## Your goal
Copy out the lines verbatim, starting from the line containing "find the balcony" and continuing through the end of the items, inclusive.

## Extracted material

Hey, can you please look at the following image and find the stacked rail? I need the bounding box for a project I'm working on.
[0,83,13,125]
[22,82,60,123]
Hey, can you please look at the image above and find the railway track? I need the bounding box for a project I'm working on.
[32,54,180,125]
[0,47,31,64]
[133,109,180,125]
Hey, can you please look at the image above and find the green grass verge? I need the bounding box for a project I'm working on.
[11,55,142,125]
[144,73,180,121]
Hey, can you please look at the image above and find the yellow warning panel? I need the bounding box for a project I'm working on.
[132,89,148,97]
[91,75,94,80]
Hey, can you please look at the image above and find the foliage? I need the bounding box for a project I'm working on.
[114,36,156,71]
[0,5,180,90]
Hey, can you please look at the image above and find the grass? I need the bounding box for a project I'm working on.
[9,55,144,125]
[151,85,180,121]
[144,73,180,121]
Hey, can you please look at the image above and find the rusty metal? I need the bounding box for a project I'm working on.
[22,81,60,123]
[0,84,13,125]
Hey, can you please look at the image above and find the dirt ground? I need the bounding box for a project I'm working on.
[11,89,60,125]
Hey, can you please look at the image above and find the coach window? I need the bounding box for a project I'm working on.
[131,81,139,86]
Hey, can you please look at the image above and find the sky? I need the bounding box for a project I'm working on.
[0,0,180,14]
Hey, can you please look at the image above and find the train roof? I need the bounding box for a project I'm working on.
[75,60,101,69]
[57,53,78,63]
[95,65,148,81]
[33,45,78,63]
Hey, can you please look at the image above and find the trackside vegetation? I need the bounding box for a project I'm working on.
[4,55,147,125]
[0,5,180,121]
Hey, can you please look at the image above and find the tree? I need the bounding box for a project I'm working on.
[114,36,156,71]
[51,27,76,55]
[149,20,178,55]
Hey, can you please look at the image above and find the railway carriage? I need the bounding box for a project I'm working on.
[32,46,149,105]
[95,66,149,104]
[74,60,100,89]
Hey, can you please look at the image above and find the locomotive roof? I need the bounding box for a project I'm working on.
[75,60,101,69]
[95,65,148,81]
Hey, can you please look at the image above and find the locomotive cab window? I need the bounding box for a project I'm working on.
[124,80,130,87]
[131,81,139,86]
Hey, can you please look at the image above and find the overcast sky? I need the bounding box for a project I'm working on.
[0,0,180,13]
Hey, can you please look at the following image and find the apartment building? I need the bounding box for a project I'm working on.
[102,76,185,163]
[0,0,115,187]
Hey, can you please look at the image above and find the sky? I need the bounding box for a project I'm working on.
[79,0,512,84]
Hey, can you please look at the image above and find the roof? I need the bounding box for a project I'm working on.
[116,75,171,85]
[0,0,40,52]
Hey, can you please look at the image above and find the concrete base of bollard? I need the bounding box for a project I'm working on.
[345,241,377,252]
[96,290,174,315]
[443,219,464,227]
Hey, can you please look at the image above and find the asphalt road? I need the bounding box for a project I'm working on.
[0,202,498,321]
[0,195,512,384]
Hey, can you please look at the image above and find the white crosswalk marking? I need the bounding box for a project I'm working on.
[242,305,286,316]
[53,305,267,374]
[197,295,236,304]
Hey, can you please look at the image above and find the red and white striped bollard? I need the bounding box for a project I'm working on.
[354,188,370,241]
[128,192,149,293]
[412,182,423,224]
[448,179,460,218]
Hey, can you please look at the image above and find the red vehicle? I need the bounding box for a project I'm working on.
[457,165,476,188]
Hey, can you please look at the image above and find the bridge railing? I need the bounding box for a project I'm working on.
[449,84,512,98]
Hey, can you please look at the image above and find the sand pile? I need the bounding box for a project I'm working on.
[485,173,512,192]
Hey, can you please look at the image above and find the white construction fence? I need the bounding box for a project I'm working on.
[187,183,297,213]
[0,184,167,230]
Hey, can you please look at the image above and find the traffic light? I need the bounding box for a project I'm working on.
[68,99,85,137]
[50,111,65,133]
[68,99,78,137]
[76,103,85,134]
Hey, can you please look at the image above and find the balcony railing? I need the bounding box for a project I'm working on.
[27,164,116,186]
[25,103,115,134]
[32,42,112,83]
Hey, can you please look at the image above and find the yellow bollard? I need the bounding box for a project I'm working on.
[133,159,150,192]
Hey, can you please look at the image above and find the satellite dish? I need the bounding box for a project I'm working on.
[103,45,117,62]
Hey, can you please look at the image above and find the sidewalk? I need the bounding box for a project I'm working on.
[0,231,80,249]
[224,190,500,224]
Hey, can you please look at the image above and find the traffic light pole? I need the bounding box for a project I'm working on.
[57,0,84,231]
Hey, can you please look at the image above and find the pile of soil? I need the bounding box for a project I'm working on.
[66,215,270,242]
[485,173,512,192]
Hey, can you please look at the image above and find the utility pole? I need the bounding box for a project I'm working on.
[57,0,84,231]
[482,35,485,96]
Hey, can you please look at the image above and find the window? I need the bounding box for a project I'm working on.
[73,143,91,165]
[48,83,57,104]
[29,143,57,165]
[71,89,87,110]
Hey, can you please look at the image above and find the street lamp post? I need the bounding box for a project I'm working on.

## Written answer
Hey, can you please look at the image above and find the balcony railing? I need the bounding box for a project I'm working on.
[27,164,116,186]
[25,103,115,134]
[32,42,112,83]
Hey, can you please look at the image above and find the yellow bollard? I need the bounding box for a project I'm working on.
[133,159,150,192]
Hey, can you please look at the image above and find the satellite dish? I need the bounding box for a project I'm working on.
[103,45,117,62]
Hey, can you please look at the image above and find the sidewalk? I need the bounding box for a project I'm working on.
[0,231,80,249]
[224,190,500,224]
Hey, can you please look at the image above and find the traffic light pole? I need the bounding box for a project I'm working on.
[57,0,84,231]
Hey, can you please look at the image above and find the pile of soil? I need the bounding box for a project I'm working on.
[66,215,270,242]
[485,173,512,192]
Hey, can you please look at the image above and find the utility pole? I need the bounding box for a project I'm working on.
[57,0,84,231]
[482,35,485,96]
Hey, can you please look at the image above and find the window? I need the bounding box for a project I'm working on.
[73,143,91,165]
[48,83,57,104]
[29,143,57,165]
[71,89,87,110]
Hey, can you please look at the image above and find the street lamp post? I need the bounding box for a project I'm working on.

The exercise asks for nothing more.